*SELECTION*

···

Re: Rationale wanted for Unicode identifier rules

From: Tex Texin (texin@progress.com)
Date: Mon Mar 06 2000 - 00:49:40 EST


Mark,
I understood your concern for data and interoperability. I don't
understand why XML is more of a concern than other widely used
file formats.

1) all files do not use all characters
2) all files are not read by all users

So the upgrade requirements can be attributed to the users that need to
read the files with the
new characters. It does not need to be a constraint on the file
producers (although
producers will probably identify and recognize their target market's
needs.) Version numbering
simplifies the determination if the file will be readable.

This situation occurs analagously for many other file formats and
products and seems
to work itself out. Initially, producers don't use the new version
unless it provides functionality
needed for the particular task. At some point the number of documents
using the new version
is large enough that the majority of users are forced to upgrade.

PDF went from 3 to 4, Word for Windows changes formats with new
versions... These are also
widely distributed file formats that have the same interoperability
issues. I don't see that
XML is in a special class, where we need to constrain producers. We can
let the market
sort it out and I don't think it will be that destructive. (Maybe that
is the point I am
missing.)

At least we have a great advantage today, over previous file formats, in
that Unicode 3.0
certainly accomodates a greater collection of characters, than the world
has had before,
especially relative to past requirements for multi-codepage
implementations.
Once XML moves to Unicode 3.0, subsequently here won't be as many files
needing
post 3.0 characters. (Certainly, there will be need for new characters,
but not
as many files will need these characters...)

tex

Mark Davis wrote:
>
> Because XML files will be distributed broadly, as broadly as HTML, that means is that in effect nobody can use the new characters, because you can't be sure that parsers on the other side will accept them. This is different than the compiler case, where you have much more control over the versioning. Since this is data, it can potentially end up anywhere.

···

*COLLECTED MATERIAL*

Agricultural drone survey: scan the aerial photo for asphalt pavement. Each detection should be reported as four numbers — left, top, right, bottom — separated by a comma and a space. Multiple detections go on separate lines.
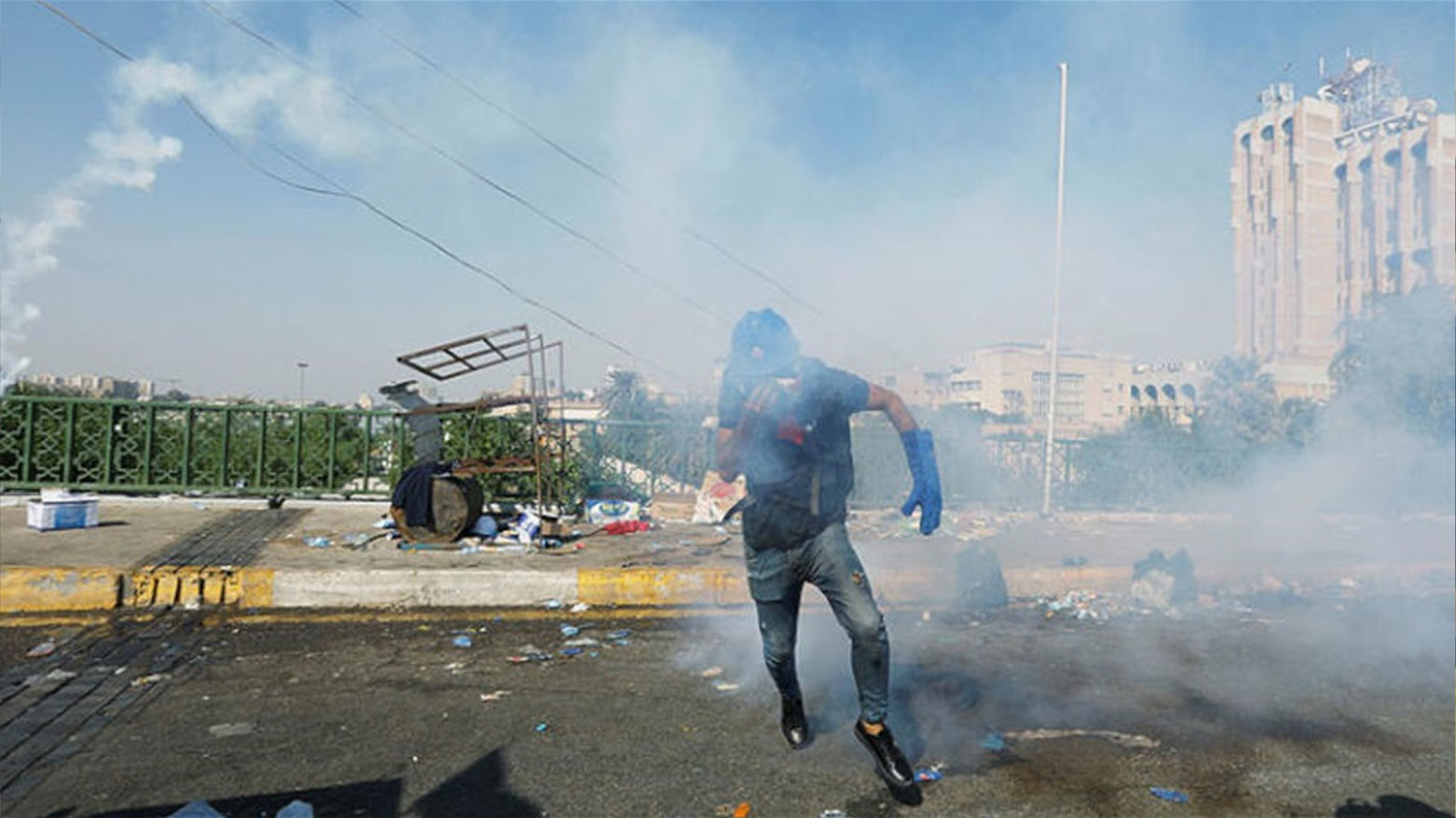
0, 593, 1456, 818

···

*WHAT IS ASKED*
[1] Which two file formats does the email about XML and Unicode name as other widely distributed formats that changed versions?
[2] Pick up the email about XML and Unicode from the point where it stops and write the next part.
The data can be left aside; it isn't needed here.

*OUTPUTS BY TASK*
[1] PDF, which went from version 3 to 4, and Word for Windows.

[2]
>
> Your suggestion of adding the additional identifier characters (categorized into 2 groups) is a possibility. If restricted to the actual characters required by the document it might not be too bad. I'd have to ask the parser people whether this would be easy or hard (it would definitely impact performance, I suspect).
>
> Mark
>
> Tex Texin wrote:
>
> > On successive upgrades, #2-
> >
> > No language can guarantee downward compatibility (without
> > remaining static itself).
> >
> > As long as character properties, once defined, do not change, then
> > at least XML can have upward compatibility, so something defined
> > with XML 1.0 should continue to work with successive upgrades.
> >
> > I don't see why it would be unacceptable to have the scenario
> > where XML 1.0 files continue to work, but something that
> > takes advantage of functionality in a later version requires
> > that version or later. It's pretty much the way of the world.
> >
> > There is perhaps one other scenario-
> > If there is a way for an XML file to optionally carry a definition of
> > character properties with it, then it can be downward compatible.
> > Of course you wouldn't want to define all characters, maybe just those
> > define later than some version. Then it would be able to be parsed
> > by versions down to whatever version was desired.
> >
> > (Perhaps you would want to validate that no character that was defined
> > in the parser was not having its properties changed or overridden.
> > I am not sure if this is needed or not yet.)
> >
> > It would mean a parser would have to be able to append to its
> > character property table for the duration of the processing of the
> > file and then return to its original state for the next file.
> >
> > tex
> >
> > Mark Davis wrote:
> > >
> > > In general, I agree with the discussion here: identifiers should be chosen on the basis of character properties. As new characters are assigned, they are given appropriate properties, and the class of possible identifiers grows. There are, however, difficulties with this approach in certain contexts.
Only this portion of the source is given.